Starting at the line containing "target: <item>metal ladder</item>" and ending after the line containing "M 92 142 L 90", reproduce only those lines with "metal ladder" swapped for "steel ladder" and everything else left as is.

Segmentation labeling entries
□ □ □ □ □ □ □
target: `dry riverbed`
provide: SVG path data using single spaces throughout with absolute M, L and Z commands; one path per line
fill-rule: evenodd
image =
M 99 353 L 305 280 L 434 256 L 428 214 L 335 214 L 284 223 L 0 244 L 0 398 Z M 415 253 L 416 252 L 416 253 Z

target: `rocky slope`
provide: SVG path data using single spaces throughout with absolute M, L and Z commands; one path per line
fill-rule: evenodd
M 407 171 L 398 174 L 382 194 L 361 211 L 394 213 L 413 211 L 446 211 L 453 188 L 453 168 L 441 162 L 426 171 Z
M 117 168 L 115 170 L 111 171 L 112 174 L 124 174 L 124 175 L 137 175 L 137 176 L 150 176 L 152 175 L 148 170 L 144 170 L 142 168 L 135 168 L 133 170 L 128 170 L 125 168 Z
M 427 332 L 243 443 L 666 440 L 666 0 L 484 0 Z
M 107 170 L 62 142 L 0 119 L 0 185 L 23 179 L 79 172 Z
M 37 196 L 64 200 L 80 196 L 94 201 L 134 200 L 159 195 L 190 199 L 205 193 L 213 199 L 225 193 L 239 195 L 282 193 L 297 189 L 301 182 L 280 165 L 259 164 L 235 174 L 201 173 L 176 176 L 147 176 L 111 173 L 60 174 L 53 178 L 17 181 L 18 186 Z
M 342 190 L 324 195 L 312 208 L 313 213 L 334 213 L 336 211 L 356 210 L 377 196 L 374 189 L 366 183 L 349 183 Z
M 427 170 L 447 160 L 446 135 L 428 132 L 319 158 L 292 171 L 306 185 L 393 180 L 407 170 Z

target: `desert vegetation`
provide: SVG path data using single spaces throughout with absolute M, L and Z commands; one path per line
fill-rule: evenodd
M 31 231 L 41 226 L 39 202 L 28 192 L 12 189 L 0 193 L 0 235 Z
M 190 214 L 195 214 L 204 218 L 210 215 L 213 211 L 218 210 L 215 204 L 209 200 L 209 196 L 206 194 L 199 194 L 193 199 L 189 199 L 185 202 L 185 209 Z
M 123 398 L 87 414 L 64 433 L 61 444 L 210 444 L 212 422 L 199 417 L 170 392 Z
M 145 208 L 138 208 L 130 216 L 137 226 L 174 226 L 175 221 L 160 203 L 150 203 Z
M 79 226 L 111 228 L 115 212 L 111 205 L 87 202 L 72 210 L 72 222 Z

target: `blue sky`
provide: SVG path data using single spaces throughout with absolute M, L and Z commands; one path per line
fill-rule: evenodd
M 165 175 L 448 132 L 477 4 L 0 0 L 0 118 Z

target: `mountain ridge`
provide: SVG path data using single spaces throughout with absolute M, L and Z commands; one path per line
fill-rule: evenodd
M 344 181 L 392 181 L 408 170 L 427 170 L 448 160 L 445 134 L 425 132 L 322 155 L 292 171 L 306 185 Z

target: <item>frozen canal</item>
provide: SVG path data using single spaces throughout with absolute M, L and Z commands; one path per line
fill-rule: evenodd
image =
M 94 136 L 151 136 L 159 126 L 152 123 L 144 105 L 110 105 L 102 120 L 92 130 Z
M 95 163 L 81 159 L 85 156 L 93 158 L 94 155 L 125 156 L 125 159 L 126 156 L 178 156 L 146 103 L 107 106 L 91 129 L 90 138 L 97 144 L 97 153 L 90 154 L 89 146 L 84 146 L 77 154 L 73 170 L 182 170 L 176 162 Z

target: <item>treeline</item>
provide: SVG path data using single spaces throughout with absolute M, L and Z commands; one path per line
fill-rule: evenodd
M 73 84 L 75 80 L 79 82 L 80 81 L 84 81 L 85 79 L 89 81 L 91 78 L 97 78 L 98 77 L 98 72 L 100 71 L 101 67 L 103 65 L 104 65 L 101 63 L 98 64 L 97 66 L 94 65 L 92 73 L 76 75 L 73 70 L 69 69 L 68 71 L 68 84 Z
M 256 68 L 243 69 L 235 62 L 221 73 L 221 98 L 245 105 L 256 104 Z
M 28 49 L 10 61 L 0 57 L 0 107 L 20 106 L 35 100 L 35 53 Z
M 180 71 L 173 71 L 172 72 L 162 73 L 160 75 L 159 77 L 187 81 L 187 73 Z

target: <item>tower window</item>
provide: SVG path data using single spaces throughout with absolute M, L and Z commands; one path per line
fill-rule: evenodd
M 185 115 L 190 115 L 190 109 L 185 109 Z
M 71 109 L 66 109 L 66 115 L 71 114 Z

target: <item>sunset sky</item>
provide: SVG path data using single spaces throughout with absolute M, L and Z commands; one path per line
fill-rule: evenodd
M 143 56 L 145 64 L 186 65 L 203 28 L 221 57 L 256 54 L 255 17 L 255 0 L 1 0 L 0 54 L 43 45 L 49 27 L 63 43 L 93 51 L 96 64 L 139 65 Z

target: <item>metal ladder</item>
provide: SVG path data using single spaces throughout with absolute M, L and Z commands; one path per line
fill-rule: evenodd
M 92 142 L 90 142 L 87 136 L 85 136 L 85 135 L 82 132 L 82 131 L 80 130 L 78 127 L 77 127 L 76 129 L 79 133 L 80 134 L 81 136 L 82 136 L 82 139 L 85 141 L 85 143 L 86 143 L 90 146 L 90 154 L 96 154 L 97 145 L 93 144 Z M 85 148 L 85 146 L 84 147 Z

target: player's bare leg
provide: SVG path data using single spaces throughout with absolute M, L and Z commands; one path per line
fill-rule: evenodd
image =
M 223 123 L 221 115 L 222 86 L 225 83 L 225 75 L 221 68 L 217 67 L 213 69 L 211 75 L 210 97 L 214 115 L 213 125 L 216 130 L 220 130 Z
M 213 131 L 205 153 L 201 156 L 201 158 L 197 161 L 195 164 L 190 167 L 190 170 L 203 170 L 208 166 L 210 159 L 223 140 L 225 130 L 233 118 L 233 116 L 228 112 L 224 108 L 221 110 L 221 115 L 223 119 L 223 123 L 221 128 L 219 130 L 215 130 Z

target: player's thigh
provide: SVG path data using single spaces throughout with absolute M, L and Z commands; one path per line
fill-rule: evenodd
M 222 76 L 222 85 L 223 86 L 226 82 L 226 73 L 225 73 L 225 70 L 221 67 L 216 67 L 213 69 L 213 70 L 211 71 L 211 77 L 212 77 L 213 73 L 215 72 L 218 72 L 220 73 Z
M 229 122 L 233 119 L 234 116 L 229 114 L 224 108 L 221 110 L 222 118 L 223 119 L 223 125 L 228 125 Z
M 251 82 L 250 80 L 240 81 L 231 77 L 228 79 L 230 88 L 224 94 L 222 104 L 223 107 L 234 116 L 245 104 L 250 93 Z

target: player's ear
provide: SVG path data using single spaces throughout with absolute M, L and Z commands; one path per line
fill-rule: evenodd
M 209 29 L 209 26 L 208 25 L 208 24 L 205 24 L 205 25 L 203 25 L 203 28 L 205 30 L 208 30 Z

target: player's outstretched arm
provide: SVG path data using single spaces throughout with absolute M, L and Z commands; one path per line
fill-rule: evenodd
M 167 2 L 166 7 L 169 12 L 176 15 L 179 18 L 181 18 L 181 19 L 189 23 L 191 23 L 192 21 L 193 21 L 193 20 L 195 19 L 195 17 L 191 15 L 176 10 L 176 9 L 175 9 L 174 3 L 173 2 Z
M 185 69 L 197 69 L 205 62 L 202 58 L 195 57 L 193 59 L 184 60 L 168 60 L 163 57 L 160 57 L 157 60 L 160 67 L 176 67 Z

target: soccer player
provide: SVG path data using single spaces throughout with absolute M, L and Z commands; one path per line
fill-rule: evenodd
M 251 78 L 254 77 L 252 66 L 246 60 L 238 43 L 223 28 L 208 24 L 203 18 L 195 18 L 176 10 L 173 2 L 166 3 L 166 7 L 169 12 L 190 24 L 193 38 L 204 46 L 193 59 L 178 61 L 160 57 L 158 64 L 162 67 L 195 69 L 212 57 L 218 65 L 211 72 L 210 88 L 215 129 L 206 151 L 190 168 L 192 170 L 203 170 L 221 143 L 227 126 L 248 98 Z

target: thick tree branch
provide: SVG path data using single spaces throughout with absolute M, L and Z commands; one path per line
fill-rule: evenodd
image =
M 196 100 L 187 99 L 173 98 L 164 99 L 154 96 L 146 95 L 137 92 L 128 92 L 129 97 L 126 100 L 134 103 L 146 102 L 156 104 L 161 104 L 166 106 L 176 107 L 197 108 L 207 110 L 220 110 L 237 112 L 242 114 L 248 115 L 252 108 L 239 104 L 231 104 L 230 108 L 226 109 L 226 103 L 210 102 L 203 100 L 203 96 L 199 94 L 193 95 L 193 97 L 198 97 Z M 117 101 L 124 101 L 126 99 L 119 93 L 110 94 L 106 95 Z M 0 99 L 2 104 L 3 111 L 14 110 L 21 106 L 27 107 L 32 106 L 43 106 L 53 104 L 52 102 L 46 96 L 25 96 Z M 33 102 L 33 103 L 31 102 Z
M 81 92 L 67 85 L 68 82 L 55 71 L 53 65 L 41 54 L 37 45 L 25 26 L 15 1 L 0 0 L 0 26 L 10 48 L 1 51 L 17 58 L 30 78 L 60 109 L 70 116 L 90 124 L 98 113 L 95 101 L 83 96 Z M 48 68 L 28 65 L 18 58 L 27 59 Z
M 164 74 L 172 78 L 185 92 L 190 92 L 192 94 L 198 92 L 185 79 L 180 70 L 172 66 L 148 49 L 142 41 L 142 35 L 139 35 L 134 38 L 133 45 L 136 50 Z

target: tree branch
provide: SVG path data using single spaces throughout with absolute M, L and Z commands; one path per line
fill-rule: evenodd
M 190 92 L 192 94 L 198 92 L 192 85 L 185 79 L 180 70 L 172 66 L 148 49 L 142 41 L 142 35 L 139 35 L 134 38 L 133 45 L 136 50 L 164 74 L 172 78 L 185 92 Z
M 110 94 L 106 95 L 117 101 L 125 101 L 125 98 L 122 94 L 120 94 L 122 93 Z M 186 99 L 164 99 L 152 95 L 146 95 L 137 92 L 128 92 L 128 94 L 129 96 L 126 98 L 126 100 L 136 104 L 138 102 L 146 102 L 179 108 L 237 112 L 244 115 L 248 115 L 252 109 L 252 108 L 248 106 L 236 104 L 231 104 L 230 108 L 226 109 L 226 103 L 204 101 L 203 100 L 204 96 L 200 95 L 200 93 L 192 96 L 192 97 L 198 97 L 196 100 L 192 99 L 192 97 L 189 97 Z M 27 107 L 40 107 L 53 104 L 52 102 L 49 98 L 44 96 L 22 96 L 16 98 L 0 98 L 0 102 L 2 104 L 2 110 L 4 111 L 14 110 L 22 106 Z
□ □ □ □ □ □ □
SOLUTION TO THE PROBLEM.
target: <item>steel ladder</item>
provide: SVG path data using single spaces throughout with absolute M, L and Z commands; one path per line
fill-rule: evenodd
M 92 142 L 90 142 L 87 136 L 85 136 L 85 135 L 82 132 L 82 131 L 80 130 L 78 127 L 77 127 L 76 129 L 79 133 L 80 134 L 81 136 L 82 136 L 82 139 L 85 141 L 85 143 L 86 143 L 90 146 L 90 154 L 96 154 L 97 145 L 93 144 Z M 85 148 L 85 146 L 84 147 Z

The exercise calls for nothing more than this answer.